» **Lesetext**:
%%
Zeugen: Pistorius war in der Tatnacht völlig verzweifelt

Im Mordprozess gegen Oscar Pistorius schildern Nachbarn den Angeklagten in den dramatischen Stunden der Tatnacht als verzweifelt und tief aufgewühlt. Der spektakuläre Indizienprozess erreicht nach 26 Verhandlungstagen langsam die Endphase.

Pistorius vor Gericht - ihm droht eine lebenslange Strafe (Bild: sda)

Im Mordprozess gegen Oscar Pistorius schildern Nachbarn den Angeklagten in den dramatischen Stunden der Tatnacht als verzweifelt und tief aufgewühlt. Der spektakuläre Indizienprozess erreicht nach 26 Verhandlungstagen langsam die Endphase.

Oscar Pistorius war nach Zeugenaussagen in der Tatnacht ein am Boden zerstörter Mann. Ein Nachbar des südafrikanischen Profisportlers, Johan Stander, berichtete am Montag vor dem Gericht in Pretoria über den aufgeregten Anruf in den Morgenstunden des 14. Februar 2013:

«Bitte kommen Sie zu meinem Haus. Ich habe Reeva erschossen. Ich dachte, sie sei ein Einbrecher. Bitte kommen Sie schnell», habe Pistorius gesagt, so Stander. Er und seine Tochter Carice Viljoen waren die ersten, die nach den tödlichen Schüssen das Haus von Pistorius betraten.
%%
» **Untersuchte Daten**:
%%
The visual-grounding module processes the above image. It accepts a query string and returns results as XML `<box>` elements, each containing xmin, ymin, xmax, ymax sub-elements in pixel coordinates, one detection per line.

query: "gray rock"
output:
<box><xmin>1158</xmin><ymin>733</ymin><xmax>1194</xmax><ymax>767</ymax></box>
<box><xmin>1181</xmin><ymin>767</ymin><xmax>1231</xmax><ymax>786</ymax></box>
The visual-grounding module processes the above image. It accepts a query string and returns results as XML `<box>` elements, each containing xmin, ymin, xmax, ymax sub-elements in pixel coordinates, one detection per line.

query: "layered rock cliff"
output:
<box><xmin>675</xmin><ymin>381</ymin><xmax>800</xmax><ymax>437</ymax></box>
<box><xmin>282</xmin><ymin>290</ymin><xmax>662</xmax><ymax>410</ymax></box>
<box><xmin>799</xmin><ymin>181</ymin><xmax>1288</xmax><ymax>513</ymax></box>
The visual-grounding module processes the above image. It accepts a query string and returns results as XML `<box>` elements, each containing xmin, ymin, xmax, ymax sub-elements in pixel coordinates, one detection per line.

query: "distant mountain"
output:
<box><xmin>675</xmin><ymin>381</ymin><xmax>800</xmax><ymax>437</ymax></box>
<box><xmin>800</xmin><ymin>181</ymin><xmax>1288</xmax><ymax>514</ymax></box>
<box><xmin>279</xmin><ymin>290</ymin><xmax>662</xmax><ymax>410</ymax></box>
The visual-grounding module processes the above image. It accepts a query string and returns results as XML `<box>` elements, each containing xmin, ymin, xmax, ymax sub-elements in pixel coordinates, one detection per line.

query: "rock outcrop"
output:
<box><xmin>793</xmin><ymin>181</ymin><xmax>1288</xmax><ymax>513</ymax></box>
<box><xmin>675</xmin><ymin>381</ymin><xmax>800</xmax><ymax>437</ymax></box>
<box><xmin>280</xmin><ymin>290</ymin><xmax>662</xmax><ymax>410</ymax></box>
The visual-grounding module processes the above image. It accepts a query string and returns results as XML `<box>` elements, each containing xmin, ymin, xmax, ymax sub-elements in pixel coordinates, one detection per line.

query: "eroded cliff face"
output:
%%
» **Arbeitsauftrag 1**: Zitieren Sie aus dem Lesetext die Passage von „Oscar Pistorius war“ bis „von Pistorius betraten.“.
» **Arbeitsauftrag 2**: Wer betrat laut Lesetext als Erstes nach den tödlichen Schüssen das Haus von Pistorius?
Verwenden Sie ausschließlich den Lesetext.

» **Lösung 1**:
Oscar Pistorius war nach Zeugenaussagen in der Tatnacht ein am Boden zerstörter Mann. Ein Nachbar des südafrikanischen Profisportlers, Johan Stander, berichtete am Montag vor dem Gericht in Pretoria über den aufgeregten Anruf in den Morgenstunden des 14. Februar 2013:

«Bitte kommen Sie zu meinem Haus. Ich habe Reeva erschossen. Ich dachte, sie sei ein Einbrecher. Bitte kommen Sie schnell», habe Pistorius gesagt, so Stander. Er und seine Tochter Carice Viljoen waren die ersten, die nach den tödlichen Schüssen das Haus von Pistorius betraten.

» **Lösung 2**: Johan Stander und seine Tochter Carice Viljoen.